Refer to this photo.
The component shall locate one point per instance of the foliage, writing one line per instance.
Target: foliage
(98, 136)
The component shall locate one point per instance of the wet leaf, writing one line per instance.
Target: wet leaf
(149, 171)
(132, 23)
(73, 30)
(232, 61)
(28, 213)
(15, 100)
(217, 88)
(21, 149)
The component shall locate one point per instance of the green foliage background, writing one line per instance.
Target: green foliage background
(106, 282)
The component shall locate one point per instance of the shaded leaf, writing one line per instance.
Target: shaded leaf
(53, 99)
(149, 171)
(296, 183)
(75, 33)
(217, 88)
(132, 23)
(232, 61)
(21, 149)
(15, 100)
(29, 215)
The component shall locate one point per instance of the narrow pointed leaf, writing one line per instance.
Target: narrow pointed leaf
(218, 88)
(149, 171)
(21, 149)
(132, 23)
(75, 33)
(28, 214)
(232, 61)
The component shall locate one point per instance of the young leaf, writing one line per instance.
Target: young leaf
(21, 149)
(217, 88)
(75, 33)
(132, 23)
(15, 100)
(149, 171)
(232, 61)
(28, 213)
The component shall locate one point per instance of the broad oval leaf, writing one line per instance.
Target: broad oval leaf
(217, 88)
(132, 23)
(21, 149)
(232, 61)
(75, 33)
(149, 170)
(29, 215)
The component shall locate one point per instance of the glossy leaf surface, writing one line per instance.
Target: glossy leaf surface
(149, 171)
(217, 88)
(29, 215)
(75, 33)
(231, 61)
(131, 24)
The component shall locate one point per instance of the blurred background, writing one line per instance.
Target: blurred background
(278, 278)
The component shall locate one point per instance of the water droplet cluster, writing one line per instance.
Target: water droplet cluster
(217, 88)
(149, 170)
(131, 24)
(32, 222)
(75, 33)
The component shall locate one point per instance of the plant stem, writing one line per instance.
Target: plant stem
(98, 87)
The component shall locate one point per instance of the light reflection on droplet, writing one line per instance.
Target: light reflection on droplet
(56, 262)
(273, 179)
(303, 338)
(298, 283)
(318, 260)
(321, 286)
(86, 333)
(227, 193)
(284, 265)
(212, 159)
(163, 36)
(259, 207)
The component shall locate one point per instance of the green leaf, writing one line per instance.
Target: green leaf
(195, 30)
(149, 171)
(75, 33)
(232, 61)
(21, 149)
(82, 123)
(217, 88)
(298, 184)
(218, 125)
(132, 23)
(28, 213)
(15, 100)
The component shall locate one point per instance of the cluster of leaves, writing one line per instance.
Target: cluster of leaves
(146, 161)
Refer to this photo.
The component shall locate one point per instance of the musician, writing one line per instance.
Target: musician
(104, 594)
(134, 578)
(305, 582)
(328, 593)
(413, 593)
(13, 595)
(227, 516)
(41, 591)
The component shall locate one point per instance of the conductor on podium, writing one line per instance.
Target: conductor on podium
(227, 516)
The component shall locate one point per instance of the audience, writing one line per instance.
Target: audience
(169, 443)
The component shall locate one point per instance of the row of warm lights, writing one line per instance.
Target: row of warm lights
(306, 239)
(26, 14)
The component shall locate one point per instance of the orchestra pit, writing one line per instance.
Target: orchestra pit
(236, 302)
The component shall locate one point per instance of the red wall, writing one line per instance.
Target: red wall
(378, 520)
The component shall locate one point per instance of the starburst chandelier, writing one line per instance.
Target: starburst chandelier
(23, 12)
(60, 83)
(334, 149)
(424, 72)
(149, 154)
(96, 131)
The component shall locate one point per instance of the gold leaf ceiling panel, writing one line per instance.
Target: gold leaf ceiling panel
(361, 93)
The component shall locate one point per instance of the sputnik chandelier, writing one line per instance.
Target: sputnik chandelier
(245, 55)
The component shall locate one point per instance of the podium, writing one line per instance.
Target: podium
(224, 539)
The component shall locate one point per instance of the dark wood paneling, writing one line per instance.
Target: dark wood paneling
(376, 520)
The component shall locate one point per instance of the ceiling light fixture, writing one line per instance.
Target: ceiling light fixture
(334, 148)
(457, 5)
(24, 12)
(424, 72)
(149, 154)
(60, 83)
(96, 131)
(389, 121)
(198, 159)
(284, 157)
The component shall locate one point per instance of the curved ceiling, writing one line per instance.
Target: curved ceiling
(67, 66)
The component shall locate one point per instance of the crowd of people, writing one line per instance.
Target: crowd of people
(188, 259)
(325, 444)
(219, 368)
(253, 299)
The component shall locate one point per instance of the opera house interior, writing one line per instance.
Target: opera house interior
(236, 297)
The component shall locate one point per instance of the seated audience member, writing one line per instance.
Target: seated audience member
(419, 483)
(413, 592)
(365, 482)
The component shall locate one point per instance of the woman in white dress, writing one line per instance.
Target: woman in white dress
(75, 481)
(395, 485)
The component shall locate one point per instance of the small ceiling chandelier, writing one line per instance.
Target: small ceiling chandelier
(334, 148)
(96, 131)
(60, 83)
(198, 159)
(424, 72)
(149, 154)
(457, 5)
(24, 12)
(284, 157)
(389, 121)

----------------

- **Assignment**: Please give back exactly the lines of the listing above that run from the one containing "Target: conductor on podium" through the one containing "The component shall locate one point per instance of the ceiling", and only those.

- **Task answer**:
Target: conductor on podium
(227, 516)
The component shall locate one point per instance of the audience, writing one line per instance.
Target: audience
(169, 443)
The component shall locate one point per instance of the row of warm lights, writing one line per instance.
Target: row of warm lights
(306, 239)
(26, 14)
The component shall locate one point per instance of the orchestra pit, writing one line per instance.
Target: orchestra pit
(236, 302)
The component shall locate one point per instance of the red wall, writing one line per instance.
Target: red wall
(378, 520)
The component shall locate one point per instance of the starburst chandelier, writing one line per instance.
Target: starburst chandelier
(23, 12)
(60, 83)
(334, 149)
(424, 72)
(149, 154)
(96, 131)
The component shall locate one point per instance of the gold leaf ceiling panel, writing one line per instance.
Target: gold leaf ceiling panel
(361, 93)
The component shall locate one point per instance of the sputnik chandelier, writing one line per instance.
Target: sputnik chandelier
(245, 55)
The component shall locate one point per instance of the podium, writing one line per instance.
Target: podium
(224, 539)
The component shall locate one point per instance of the dark wood paneling, writing one line per instance.
Target: dark wood paneling
(376, 520)
The component shall locate one point per instance of the ceiling light fixture, writing one line per instance.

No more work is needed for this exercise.